Include no pictures. Output exactly the lines from the one that contains "Target: white water foam" through the final line of the entries.

-- START PROVIDED MATERIAL --

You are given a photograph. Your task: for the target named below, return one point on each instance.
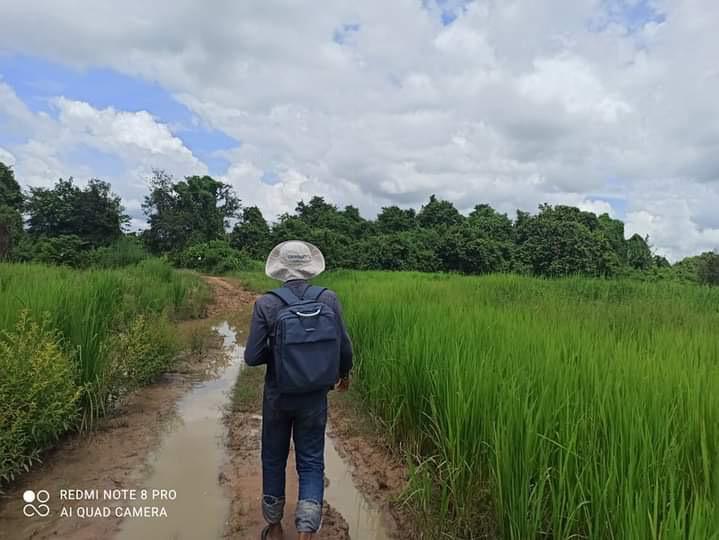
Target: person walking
(297, 331)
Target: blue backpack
(306, 344)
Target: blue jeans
(306, 425)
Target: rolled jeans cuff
(273, 508)
(308, 516)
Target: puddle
(189, 460)
(364, 520)
(192, 454)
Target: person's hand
(343, 384)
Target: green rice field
(529, 408)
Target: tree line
(199, 222)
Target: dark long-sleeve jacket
(258, 349)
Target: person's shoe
(273, 532)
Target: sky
(609, 105)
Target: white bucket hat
(294, 259)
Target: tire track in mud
(118, 454)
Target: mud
(115, 455)
(186, 434)
(189, 458)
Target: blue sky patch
(344, 32)
(631, 14)
(37, 82)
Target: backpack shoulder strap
(313, 292)
(285, 294)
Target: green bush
(126, 251)
(146, 350)
(708, 269)
(67, 250)
(38, 394)
(215, 257)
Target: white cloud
(6, 157)
(515, 103)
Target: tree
(393, 219)
(195, 210)
(490, 223)
(407, 250)
(466, 249)
(708, 268)
(563, 241)
(251, 234)
(11, 202)
(93, 213)
(10, 192)
(438, 213)
(639, 254)
(613, 231)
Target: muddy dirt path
(191, 453)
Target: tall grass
(73, 342)
(87, 307)
(566, 409)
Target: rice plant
(575, 408)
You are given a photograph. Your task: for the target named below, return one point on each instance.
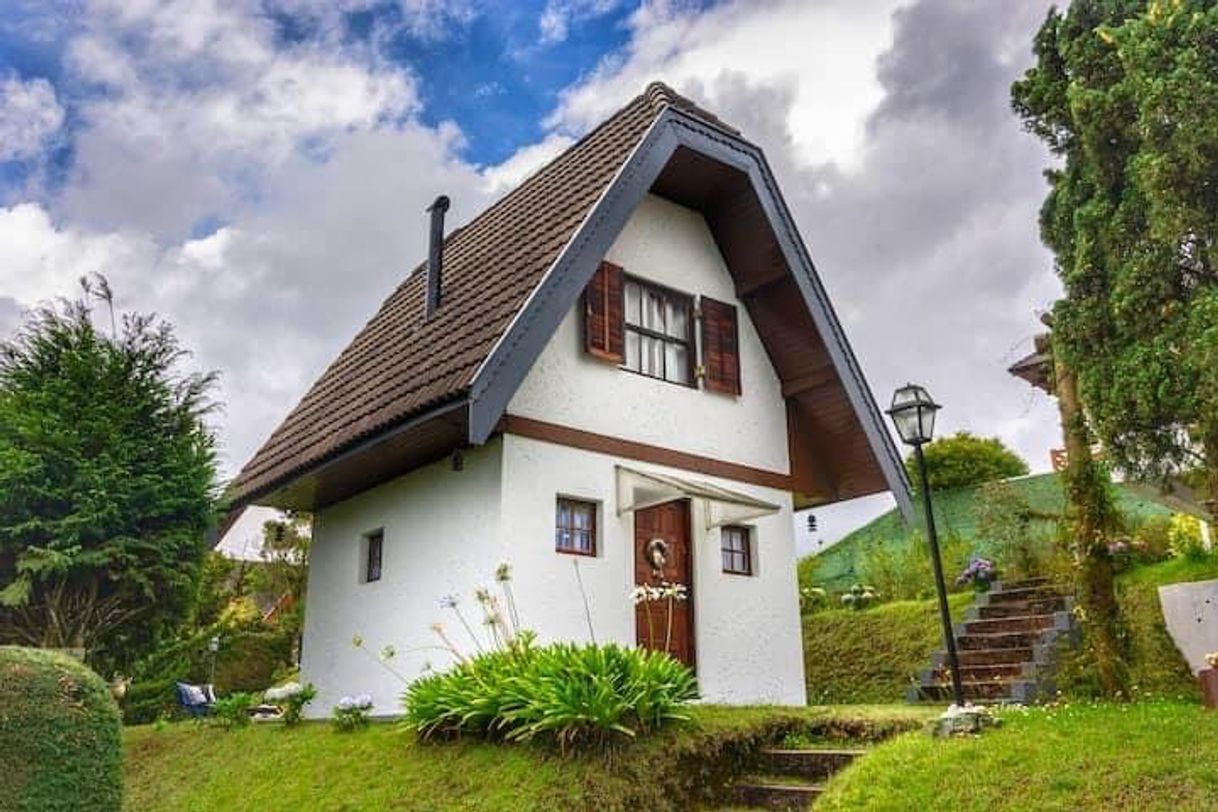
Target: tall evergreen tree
(1126, 93)
(107, 481)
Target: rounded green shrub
(59, 734)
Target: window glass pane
(575, 527)
(653, 311)
(677, 363)
(632, 296)
(373, 563)
(633, 351)
(677, 319)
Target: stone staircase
(789, 779)
(1007, 647)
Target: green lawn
(313, 767)
(1145, 756)
(872, 655)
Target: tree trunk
(1210, 447)
(1090, 509)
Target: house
(624, 370)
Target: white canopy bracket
(638, 490)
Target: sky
(257, 171)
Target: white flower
(283, 692)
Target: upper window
(575, 527)
(737, 549)
(659, 331)
(373, 555)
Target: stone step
(777, 796)
(816, 765)
(993, 656)
(999, 640)
(1017, 623)
(993, 690)
(978, 673)
(1023, 583)
(1021, 608)
(1024, 593)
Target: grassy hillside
(271, 768)
(872, 655)
(956, 515)
(1152, 756)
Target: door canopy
(638, 490)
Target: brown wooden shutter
(720, 347)
(604, 314)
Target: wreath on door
(658, 554)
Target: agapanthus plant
(352, 712)
(664, 592)
(860, 597)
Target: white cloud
(889, 130)
(524, 162)
(306, 158)
(558, 16)
(29, 115)
(200, 105)
(826, 50)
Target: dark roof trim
(289, 479)
(510, 359)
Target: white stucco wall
(747, 631)
(671, 245)
(442, 536)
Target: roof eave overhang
(513, 356)
(289, 491)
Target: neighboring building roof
(409, 388)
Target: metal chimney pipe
(436, 253)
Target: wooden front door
(665, 530)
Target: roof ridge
(659, 94)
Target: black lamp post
(914, 414)
(213, 645)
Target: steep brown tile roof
(401, 365)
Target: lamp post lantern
(912, 410)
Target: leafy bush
(233, 711)
(566, 693)
(860, 597)
(1152, 538)
(813, 599)
(1184, 537)
(291, 698)
(351, 712)
(145, 701)
(1020, 537)
(964, 459)
(903, 571)
(59, 734)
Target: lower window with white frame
(736, 546)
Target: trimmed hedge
(60, 735)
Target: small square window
(737, 549)
(575, 527)
(373, 555)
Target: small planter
(1208, 679)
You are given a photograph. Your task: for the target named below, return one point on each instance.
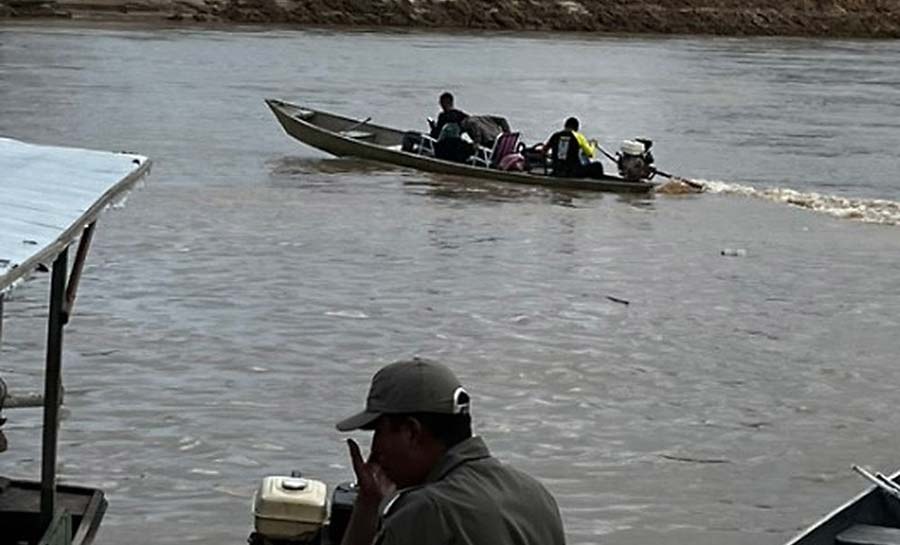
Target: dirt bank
(834, 18)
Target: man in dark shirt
(449, 114)
(428, 479)
(571, 154)
(448, 133)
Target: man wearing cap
(428, 480)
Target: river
(239, 302)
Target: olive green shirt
(470, 498)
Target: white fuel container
(290, 508)
(630, 147)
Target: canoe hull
(322, 131)
(20, 511)
(870, 508)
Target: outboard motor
(635, 161)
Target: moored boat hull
(861, 520)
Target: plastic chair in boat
(505, 144)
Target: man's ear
(416, 430)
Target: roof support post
(84, 245)
(53, 385)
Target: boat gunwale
(809, 531)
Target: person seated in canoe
(571, 154)
(447, 131)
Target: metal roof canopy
(50, 196)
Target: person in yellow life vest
(571, 154)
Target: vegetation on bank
(831, 18)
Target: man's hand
(374, 485)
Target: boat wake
(880, 211)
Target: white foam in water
(866, 210)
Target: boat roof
(50, 194)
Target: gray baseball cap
(414, 386)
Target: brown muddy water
(239, 302)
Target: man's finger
(356, 457)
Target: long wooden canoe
(348, 137)
(871, 518)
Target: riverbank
(825, 18)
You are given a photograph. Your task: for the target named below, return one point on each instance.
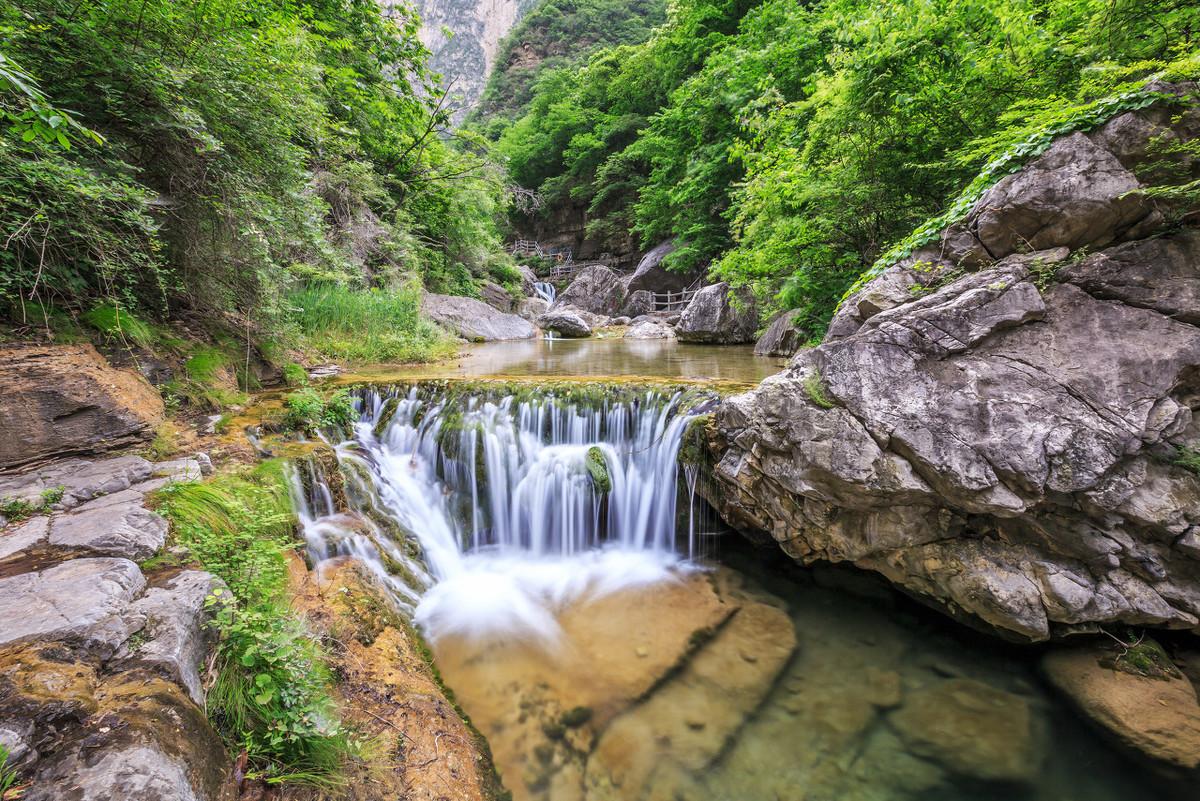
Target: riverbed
(609, 657)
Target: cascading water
(519, 505)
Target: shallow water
(611, 672)
(805, 686)
(617, 357)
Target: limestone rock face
(1156, 716)
(531, 308)
(652, 276)
(565, 321)
(595, 289)
(781, 337)
(714, 318)
(66, 399)
(498, 297)
(100, 663)
(474, 320)
(81, 601)
(997, 431)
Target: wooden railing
(526, 247)
(676, 301)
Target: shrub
(271, 693)
(367, 325)
(309, 410)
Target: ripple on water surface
(658, 359)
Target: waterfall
(517, 504)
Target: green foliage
(558, 34)
(16, 509)
(271, 693)
(9, 776)
(295, 374)
(309, 410)
(115, 323)
(1187, 458)
(598, 468)
(238, 527)
(787, 146)
(247, 149)
(366, 326)
(52, 495)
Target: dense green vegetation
(201, 162)
(271, 691)
(789, 145)
(559, 34)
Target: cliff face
(463, 37)
(1003, 422)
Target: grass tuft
(367, 325)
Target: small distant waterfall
(543, 494)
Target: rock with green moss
(385, 415)
(598, 468)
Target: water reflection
(600, 357)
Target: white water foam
(497, 493)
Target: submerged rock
(1157, 716)
(972, 729)
(66, 399)
(718, 315)
(1001, 435)
(598, 468)
(649, 330)
(474, 320)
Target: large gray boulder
(781, 337)
(177, 637)
(652, 276)
(83, 602)
(720, 317)
(111, 528)
(594, 289)
(474, 320)
(565, 321)
(1001, 437)
(649, 330)
(498, 297)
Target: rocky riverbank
(1003, 421)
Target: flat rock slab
(474, 320)
(83, 601)
(24, 536)
(971, 729)
(177, 637)
(1157, 717)
(113, 529)
(81, 480)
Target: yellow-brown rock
(66, 399)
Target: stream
(613, 640)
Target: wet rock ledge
(101, 693)
(1003, 422)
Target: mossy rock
(598, 468)
(385, 415)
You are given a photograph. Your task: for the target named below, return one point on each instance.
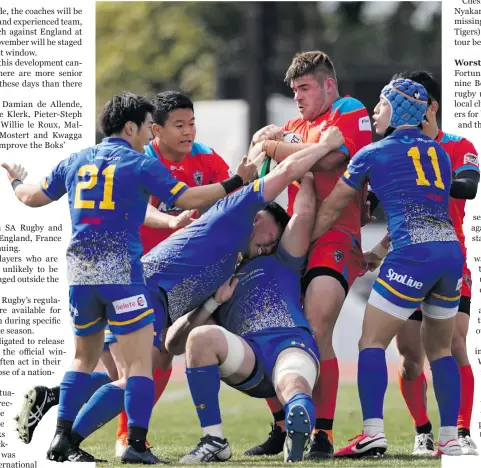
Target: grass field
(175, 430)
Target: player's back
(268, 295)
(411, 175)
(107, 200)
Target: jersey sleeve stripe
(128, 322)
(87, 325)
(444, 298)
(397, 293)
(177, 187)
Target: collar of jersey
(116, 140)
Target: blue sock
(106, 403)
(204, 384)
(447, 388)
(372, 382)
(303, 400)
(97, 380)
(139, 401)
(74, 392)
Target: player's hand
(248, 169)
(269, 132)
(15, 171)
(372, 260)
(225, 292)
(254, 153)
(332, 137)
(183, 220)
(366, 216)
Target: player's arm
(465, 184)
(465, 164)
(351, 181)
(375, 256)
(29, 194)
(297, 235)
(197, 197)
(157, 220)
(298, 164)
(332, 207)
(178, 333)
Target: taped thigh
(295, 361)
(235, 354)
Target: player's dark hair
(426, 79)
(123, 108)
(168, 101)
(280, 214)
(315, 63)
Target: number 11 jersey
(411, 175)
(108, 188)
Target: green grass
(174, 429)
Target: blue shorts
(125, 308)
(267, 345)
(429, 273)
(159, 303)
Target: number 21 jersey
(108, 187)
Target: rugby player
(411, 175)
(185, 270)
(465, 167)
(107, 206)
(335, 260)
(194, 164)
(263, 344)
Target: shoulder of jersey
(450, 138)
(199, 149)
(346, 105)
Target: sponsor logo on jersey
(470, 158)
(403, 279)
(364, 124)
(291, 137)
(198, 177)
(129, 304)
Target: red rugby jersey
(352, 118)
(202, 166)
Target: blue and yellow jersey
(108, 187)
(268, 295)
(194, 262)
(411, 175)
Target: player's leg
(212, 354)
(294, 376)
(412, 382)
(459, 351)
(38, 400)
(437, 336)
(334, 263)
(88, 322)
(130, 313)
(439, 320)
(162, 370)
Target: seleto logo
(403, 279)
(129, 304)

-- END PROVIDED MATERIAL --

* [SOLUTION FOR THIS PROBLEM]:
Target: white water foam
(497, 493)
Target: submerged rock
(1157, 716)
(972, 729)
(66, 399)
(718, 315)
(1001, 435)
(598, 468)
(649, 330)
(474, 320)
Target: large gray boulder
(781, 337)
(177, 637)
(652, 276)
(83, 602)
(720, 317)
(111, 528)
(594, 289)
(474, 320)
(565, 321)
(1001, 437)
(649, 330)
(498, 297)
Target: rocky riverbank
(1003, 421)
Target: flat rock slab
(474, 320)
(83, 601)
(24, 536)
(971, 729)
(177, 637)
(1157, 717)
(113, 529)
(81, 480)
Target: yellow-brown rock
(66, 399)
Target: stream
(613, 640)
Target: wet rock ledge
(101, 693)
(1003, 422)
Target: mossy rock
(598, 468)
(385, 415)
You are given a photograph. Your task: for the target named below, return one point on each instance.
Target: grass field
(175, 430)
Target: player's back
(268, 295)
(411, 175)
(107, 200)
Target: jersey sleeve stripe
(128, 322)
(87, 325)
(444, 298)
(397, 293)
(177, 187)
Target: collar of jersey
(116, 140)
Target: blue sock
(106, 403)
(204, 384)
(447, 388)
(372, 382)
(303, 400)
(97, 380)
(139, 401)
(74, 392)
Target: player's hand
(248, 169)
(269, 132)
(15, 171)
(372, 260)
(225, 292)
(254, 153)
(332, 137)
(183, 220)
(366, 216)
Target: player's arm
(465, 184)
(465, 164)
(351, 181)
(375, 256)
(29, 194)
(297, 235)
(197, 197)
(157, 220)
(298, 164)
(332, 207)
(178, 333)
Target: taped thigh
(295, 361)
(235, 354)
Target: player's dark hair
(426, 79)
(123, 108)
(168, 101)
(280, 214)
(315, 63)
Target: number 11 jersey
(411, 175)
(108, 188)
Target: green grass
(174, 429)
Target: blue shorts
(125, 308)
(267, 345)
(429, 273)
(159, 303)
Target: number 21 jersey
(108, 187)
Target: rugby player
(411, 175)
(185, 270)
(465, 167)
(107, 206)
(335, 260)
(194, 164)
(263, 344)
Target: shoulder of jersey
(450, 138)
(199, 149)
(346, 105)
Target: sponsor logo on jersey
(470, 158)
(403, 279)
(364, 124)
(291, 137)
(198, 177)
(129, 304)
Target: red rugby jersey
(352, 118)
(202, 166)
Target: blue and yellow jersey
(108, 187)
(268, 295)
(194, 262)
(411, 175)
Target: player's leg
(212, 354)
(294, 376)
(412, 382)
(459, 351)
(38, 400)
(437, 336)
(334, 263)
(88, 322)
(130, 313)
(439, 320)
(162, 370)
Target: seleto logo
(403, 279)
(129, 304)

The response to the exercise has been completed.